AUFGABEN:
[A] Wie beurteilt Paulus laut dem Textausschnitt die ängstliche Besorgnis?
[B] Kopiere aus dem Textausschnitt alles von „Wir bemerken schnell, dass“ bis hinunter zu „Konfliktsituation etwas denke.“ wortgetreu.

Wir bemerken schnell, dass „die Schwachen“ eine distanzierende Zitation von Paulus ist, denn die anderen, die sich selbst für stark halten, nennen sie so. Das ist nicht viel anderes als dass man heute plötzlich ein „Liberaler“ oder als ein „Konservativer“ oder sonst was stigmatisiert wird. Schubladendenken ist leider nicht aus der Welt geschafft. Wir bleiben dafür anfällig. Die Klischees zwischen Osten und Westen Deutschlands treiben nach wie vor fröhliche Urständ. Und was oder wer schwach oder stark ist, mag noch ganz offen sein. Da kann uns ein Gedanke aus Bonhoeffers Ethik helfen: Den Christus im anderen stärker hören als meinen eigenen.

III
Als das grundsätzlich Wichtigste erscheint hierbei für Paulus, dass ich mir bei meinem Handeln, vor allem in der Konfliktsituation etwas denke.
„Was nicht aus dem Glauben geht, ist Sünde.“ (Röm 14,23)

Die Lösung: Paulus beurteilt solche ängstliche Besorgnis als schwach im Glauben, weil sie aus Rücksicht auf das Gesetz die Freiheit des Glaubenden einschränkt. Und darum gibt er sehr wohl den „starken“ Heidenchristen recht, die in ihrer Herkunft solche Probleme nicht kannten. Unterschiede im christlichen Lebensstil dürfen sein und bleiben.

Aber Schwäche und Stärke dürfen nicht Positionen sein, die sich gegenseitig verurteilen, sodass damit christliche Gemeinschaft gestört, gar zerbrochen würde. Wer Christus gehört, wird sich im Sinn seiner Liebe des Schwachen annehmen, anstatt ihm von eigener Sicht aus Schwachheit vorzurechnen.

Daten zur Punktlokalisierung:
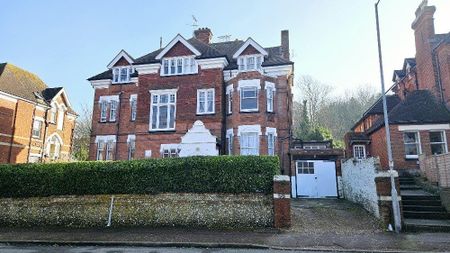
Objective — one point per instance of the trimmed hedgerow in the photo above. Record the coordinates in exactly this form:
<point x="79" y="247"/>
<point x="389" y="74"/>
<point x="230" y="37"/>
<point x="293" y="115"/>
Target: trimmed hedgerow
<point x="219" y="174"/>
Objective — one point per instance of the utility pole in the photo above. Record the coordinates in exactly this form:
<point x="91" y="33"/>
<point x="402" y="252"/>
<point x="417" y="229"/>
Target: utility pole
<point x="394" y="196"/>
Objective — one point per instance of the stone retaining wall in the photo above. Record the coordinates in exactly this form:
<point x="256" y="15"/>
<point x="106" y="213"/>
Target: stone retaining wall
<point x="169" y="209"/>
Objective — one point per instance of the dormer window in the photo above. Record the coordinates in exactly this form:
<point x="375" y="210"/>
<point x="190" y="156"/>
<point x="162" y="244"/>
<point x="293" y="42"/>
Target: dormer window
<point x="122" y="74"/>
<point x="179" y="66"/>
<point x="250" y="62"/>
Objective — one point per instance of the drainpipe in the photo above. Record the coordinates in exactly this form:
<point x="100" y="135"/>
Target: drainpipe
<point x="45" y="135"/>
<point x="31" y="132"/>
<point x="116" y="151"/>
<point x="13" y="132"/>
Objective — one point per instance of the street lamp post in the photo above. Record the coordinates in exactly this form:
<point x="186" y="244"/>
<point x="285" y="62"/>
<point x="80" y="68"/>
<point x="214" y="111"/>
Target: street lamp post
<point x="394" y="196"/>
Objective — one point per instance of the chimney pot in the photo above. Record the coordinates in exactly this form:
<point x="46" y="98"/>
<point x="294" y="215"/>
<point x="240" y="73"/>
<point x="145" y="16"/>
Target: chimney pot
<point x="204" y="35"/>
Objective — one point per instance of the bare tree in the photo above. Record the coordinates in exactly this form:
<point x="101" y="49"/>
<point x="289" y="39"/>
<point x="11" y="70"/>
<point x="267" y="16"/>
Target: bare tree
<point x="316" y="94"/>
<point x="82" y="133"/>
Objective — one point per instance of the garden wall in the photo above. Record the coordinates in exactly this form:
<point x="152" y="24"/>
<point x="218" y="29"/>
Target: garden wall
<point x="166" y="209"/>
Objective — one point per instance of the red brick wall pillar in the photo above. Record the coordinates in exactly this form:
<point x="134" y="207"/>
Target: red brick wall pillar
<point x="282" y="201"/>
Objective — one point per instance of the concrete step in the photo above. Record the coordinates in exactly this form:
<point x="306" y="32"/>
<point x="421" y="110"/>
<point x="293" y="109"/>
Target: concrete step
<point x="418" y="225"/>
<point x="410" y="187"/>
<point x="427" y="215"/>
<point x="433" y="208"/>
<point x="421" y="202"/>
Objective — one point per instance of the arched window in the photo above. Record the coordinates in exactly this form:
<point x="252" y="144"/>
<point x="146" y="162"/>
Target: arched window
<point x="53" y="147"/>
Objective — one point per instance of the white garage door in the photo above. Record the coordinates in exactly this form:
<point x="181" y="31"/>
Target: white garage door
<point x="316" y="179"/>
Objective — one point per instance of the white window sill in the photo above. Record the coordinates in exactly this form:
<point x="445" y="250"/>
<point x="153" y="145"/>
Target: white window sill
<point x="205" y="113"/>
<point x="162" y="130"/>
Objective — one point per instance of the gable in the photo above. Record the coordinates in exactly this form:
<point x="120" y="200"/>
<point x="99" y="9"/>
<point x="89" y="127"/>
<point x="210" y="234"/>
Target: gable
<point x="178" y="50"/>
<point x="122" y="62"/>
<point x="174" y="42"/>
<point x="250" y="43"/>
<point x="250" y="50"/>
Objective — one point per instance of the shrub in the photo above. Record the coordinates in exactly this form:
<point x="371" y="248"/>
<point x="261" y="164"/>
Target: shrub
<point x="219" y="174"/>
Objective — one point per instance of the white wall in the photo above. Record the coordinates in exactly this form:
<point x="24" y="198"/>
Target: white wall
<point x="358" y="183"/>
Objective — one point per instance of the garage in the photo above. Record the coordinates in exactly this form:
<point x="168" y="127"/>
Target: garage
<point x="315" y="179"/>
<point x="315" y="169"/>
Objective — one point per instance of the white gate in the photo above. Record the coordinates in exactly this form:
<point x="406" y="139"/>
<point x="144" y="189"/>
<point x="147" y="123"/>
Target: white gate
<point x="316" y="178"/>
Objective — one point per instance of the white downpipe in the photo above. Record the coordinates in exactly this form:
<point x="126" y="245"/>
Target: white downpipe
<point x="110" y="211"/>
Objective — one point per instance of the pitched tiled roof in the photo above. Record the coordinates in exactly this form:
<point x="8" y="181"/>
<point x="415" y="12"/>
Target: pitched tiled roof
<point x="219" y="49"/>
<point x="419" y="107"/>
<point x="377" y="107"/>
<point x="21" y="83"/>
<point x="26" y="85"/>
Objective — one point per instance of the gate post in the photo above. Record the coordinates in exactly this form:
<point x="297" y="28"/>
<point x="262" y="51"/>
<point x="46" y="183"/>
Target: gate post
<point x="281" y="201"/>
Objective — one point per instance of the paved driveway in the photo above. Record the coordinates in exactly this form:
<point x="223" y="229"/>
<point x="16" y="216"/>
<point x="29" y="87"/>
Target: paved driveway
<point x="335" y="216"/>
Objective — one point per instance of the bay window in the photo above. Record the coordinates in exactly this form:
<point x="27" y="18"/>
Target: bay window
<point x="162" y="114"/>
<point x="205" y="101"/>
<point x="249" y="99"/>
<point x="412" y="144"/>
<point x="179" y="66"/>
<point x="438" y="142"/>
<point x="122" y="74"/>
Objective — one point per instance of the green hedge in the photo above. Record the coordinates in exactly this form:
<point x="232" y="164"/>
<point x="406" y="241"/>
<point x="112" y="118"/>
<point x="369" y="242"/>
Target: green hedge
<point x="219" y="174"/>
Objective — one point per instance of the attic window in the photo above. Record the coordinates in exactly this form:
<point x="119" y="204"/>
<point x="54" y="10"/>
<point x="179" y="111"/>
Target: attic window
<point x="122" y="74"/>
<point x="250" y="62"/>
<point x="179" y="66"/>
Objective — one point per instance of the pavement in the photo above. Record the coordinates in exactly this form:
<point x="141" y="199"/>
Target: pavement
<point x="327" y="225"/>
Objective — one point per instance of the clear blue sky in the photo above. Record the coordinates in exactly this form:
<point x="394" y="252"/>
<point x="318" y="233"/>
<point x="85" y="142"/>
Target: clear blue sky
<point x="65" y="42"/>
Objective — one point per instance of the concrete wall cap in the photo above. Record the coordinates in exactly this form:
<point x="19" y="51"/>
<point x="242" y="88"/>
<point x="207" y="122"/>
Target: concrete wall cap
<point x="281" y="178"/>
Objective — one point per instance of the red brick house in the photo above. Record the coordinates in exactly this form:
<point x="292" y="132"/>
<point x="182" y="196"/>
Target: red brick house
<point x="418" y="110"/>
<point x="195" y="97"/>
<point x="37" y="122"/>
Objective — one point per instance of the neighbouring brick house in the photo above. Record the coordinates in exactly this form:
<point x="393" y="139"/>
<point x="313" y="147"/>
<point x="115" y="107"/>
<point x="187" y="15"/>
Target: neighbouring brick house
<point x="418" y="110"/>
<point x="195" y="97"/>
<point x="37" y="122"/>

LÖSUNGEN IN REIHENFOLGE:
[A] Er beurteilt sie als schwach im Glauben, weil sie aus Rücksicht auf das Gesetz die Freiheit des Glaubenden einschränkt.

[B]
Wir bemerken schnell, dass „die Schwachen“ eine distanzierende Zitation von Paulus ist, denn die anderen, die sich selbst für stark halten, nennen sie so. Das ist nicht viel anderes als dass man heute plötzlich ein „Liberaler“ oder als ein „Konservativer“ oder sonst was stigmatisiert wird. Schubladendenken ist leider nicht aus der Welt geschafft. Wir bleiben dafür anfällig. Die Klischees zwischen Osten und Westen Deutschlands treiben nach wie vor fröhliche Urständ. Und was oder wer schwach oder stark ist, mag noch ganz offen sein. Da kann uns ein Gedanke aus Bonhoeffers Ethik helfen: Den Christus im anderen stärker hören als meinen eigenen.

III
Als das grundsätzlich Wichtigste erscheint hierbei für Paulus, dass ich mir bei meinem Handeln, vor allem in der Konfliktsituation etwas denke.